From the line containing "Indicate the overcast" to the last line of the data below, copy everything exactly and nothing else; pictures stay out.

++++ RECORDS PROVIDED ++++

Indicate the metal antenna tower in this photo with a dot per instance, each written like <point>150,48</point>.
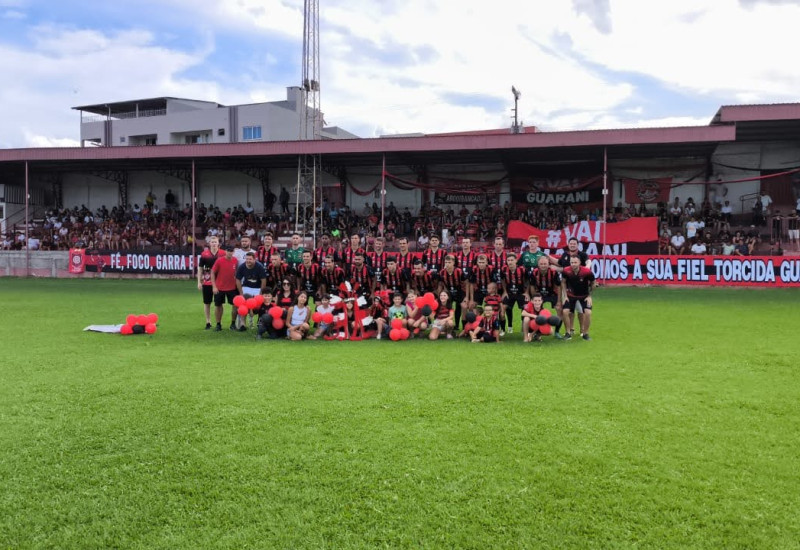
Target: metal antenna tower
<point>308,166</point>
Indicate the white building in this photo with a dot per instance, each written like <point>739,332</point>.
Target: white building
<point>175,121</point>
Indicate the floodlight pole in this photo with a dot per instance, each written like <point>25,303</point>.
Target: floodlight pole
<point>27,246</point>
<point>605,201</point>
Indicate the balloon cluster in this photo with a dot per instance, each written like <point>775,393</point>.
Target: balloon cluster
<point>398,331</point>
<point>246,305</point>
<point>322,318</point>
<point>139,324</point>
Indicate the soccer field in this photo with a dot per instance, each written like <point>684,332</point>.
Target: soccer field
<point>677,426</point>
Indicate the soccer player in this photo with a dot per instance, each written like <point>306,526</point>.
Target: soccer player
<point>421,281</point>
<point>307,275</point>
<point>514,286</point>
<point>277,270</point>
<point>223,284</point>
<point>488,330</point>
<point>546,280</point>
<point>294,254</point>
<point>251,280</point>
<point>577,283</point>
<point>405,259</point>
<point>451,280</point>
<point>204,265</point>
<point>360,274</point>
<point>481,277</point>
<point>377,260</point>
<point>392,278</point>
<point>267,249</point>
<point>298,317</point>
<point>433,257</point>
<point>531,330</point>
<point>444,321</point>
<point>330,276</point>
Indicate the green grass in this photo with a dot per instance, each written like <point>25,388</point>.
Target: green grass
<point>677,426</point>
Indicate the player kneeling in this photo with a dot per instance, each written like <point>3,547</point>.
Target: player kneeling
<point>538,321</point>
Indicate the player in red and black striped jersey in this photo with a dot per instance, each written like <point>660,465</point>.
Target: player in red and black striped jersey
<point>421,281</point>
<point>377,259</point>
<point>546,280</point>
<point>498,258</point>
<point>392,279</point>
<point>481,277</point>
<point>349,253</point>
<point>405,259</point>
<point>488,329</point>
<point>577,282</point>
<point>514,287</point>
<point>266,250</point>
<point>307,275</point>
<point>433,257</point>
<point>325,249</point>
<point>330,276</point>
<point>451,280</point>
<point>277,271</point>
<point>360,273</point>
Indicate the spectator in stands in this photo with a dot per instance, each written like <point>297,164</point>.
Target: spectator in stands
<point>677,243</point>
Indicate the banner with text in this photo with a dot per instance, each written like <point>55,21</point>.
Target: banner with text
<point>761,271</point>
<point>636,235</point>
<point>125,261</point>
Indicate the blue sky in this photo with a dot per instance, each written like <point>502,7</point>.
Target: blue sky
<point>401,66</point>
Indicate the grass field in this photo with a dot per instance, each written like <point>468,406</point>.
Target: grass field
<point>678,426</point>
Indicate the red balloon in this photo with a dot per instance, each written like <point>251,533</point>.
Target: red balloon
<point>275,312</point>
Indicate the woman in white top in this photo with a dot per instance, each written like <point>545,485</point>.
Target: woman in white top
<point>298,316</point>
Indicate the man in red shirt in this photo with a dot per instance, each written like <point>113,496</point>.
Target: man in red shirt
<point>223,284</point>
<point>206,262</point>
<point>577,282</point>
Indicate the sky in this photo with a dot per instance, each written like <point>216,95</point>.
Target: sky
<point>401,66</point>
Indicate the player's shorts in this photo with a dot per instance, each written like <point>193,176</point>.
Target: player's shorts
<point>573,304</point>
<point>551,298</point>
<point>222,295</point>
<point>512,299</point>
<point>208,294</point>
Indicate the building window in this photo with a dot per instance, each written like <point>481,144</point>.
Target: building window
<point>251,133</point>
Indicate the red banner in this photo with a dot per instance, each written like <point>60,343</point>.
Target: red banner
<point>761,271</point>
<point>647,191</point>
<point>76,260</point>
<point>634,230</point>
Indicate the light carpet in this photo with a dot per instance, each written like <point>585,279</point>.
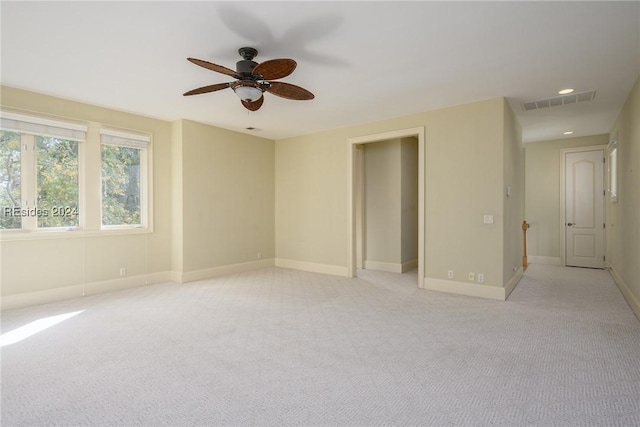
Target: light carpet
<point>279,347</point>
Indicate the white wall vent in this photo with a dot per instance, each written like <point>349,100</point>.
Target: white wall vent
<point>556,101</point>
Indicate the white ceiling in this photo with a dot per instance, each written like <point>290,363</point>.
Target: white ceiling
<point>364,61</point>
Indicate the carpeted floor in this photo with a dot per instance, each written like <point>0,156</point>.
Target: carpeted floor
<point>279,347</point>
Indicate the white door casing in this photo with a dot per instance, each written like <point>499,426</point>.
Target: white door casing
<point>584,208</point>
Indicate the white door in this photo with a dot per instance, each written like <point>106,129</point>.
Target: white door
<point>584,210</point>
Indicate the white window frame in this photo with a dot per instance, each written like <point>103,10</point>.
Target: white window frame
<point>30,127</point>
<point>142,142</point>
<point>89,175</point>
<point>613,170</point>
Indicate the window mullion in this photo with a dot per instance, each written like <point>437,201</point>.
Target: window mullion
<point>29,182</point>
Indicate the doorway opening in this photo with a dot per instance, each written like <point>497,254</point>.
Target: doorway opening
<point>356,247</point>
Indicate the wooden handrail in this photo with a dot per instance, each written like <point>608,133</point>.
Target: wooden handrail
<point>525,226</point>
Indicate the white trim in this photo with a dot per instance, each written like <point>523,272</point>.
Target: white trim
<point>351,180</point>
<point>312,267</point>
<point>463,288</point>
<point>124,139</point>
<point>391,267</point>
<point>513,282</point>
<point>27,299</point>
<point>563,234</point>
<point>409,265</point>
<point>208,273</point>
<point>34,125</point>
<point>546,260</point>
<point>632,300</point>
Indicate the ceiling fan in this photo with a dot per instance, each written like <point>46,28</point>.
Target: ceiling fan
<point>253,79</point>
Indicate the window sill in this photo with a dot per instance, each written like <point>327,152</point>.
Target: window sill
<point>64,233</point>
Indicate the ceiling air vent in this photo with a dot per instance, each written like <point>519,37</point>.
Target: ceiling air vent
<point>559,100</point>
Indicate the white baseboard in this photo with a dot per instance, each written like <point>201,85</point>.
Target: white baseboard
<point>334,270</point>
<point>409,265</point>
<point>513,282</point>
<point>462,288</point>
<point>207,273</point>
<point>543,260</point>
<point>77,291</point>
<point>633,300</point>
<point>391,267</point>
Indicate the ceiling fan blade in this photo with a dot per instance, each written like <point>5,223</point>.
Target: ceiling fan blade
<point>253,106</point>
<point>214,67</point>
<point>207,89</point>
<point>274,69</point>
<point>289,91</point>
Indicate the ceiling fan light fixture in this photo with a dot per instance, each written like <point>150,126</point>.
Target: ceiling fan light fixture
<point>248,93</point>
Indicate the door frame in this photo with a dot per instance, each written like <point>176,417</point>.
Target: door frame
<point>563,225</point>
<point>352,191</point>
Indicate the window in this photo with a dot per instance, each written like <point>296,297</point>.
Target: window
<point>62,176</point>
<point>613,170</point>
<point>39,173</point>
<point>124,179</point>
<point>10,173</point>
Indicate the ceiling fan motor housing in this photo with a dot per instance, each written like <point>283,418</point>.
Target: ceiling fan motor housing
<point>245,67</point>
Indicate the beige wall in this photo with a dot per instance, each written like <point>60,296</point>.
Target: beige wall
<point>70,260</point>
<point>464,180</point>
<point>513,210</point>
<point>227,197</point>
<point>623,217</point>
<point>542,194</point>
<point>213,207</point>
<point>221,198</point>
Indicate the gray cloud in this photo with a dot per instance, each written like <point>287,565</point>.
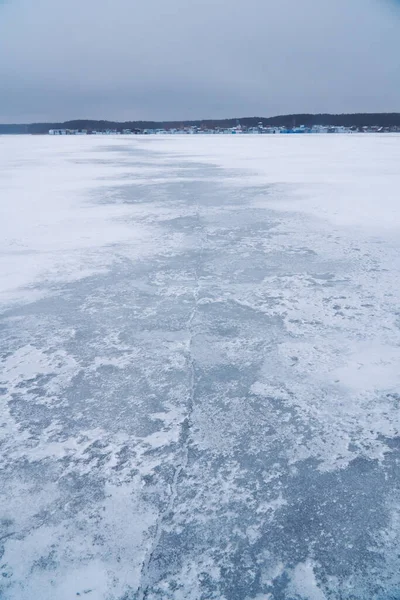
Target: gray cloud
<point>170,59</point>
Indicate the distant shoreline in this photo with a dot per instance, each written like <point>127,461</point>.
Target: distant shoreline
<point>354,121</point>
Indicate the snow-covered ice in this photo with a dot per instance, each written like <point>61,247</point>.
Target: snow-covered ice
<point>200,367</point>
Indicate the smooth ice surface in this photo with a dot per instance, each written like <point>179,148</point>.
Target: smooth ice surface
<point>200,378</point>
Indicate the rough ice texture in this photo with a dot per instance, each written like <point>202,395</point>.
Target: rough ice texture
<point>200,379</point>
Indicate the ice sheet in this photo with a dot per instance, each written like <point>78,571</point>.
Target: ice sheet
<point>200,360</point>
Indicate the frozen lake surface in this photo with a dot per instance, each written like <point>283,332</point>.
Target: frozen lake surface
<point>200,378</point>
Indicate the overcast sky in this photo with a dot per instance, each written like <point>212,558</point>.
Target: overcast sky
<point>183,59</point>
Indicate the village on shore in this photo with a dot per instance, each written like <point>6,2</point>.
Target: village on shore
<point>238,129</point>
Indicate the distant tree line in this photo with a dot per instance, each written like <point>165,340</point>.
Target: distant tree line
<point>357,120</point>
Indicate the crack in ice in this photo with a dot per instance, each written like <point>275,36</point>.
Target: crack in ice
<point>185,435</point>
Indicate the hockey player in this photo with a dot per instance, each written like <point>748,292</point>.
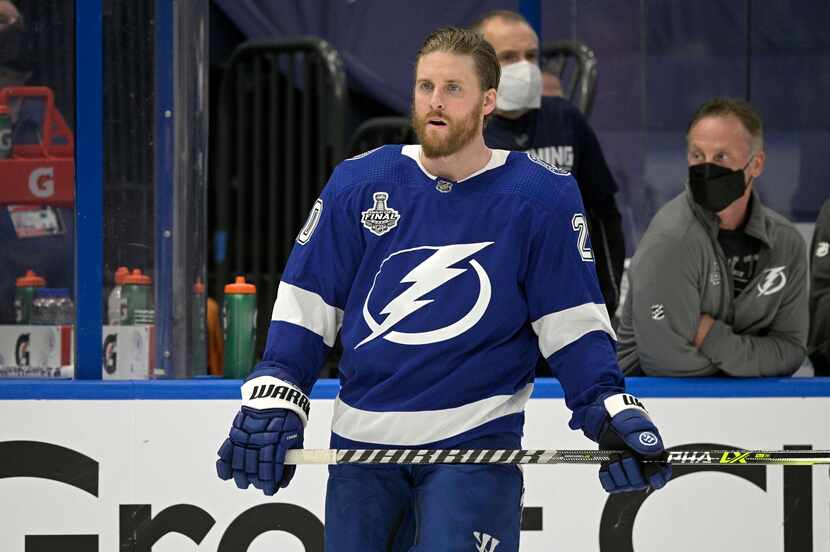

++++

[RESPONSE]
Indicate the overcast sky in this photo with a dot per instance, each written like <point>212,558</point>.
Target: overcast sky
<point>183,59</point>
Indicate the village on shore in this photo with a dot per instance, each written like <point>6,2</point>.
Target: village on shore
<point>238,129</point>
Indicate the distant tree line in this photo with a dot per instance, each written like <point>165,340</point>.
Target: distant tree line
<point>357,120</point>
Indicate the crack in ice in this photo with a dot per instance, each written like <point>275,36</point>.
Target: crack in ice
<point>185,435</point>
Indicate the hockey player in this photo with a dot per instance, each written like <point>748,292</point>.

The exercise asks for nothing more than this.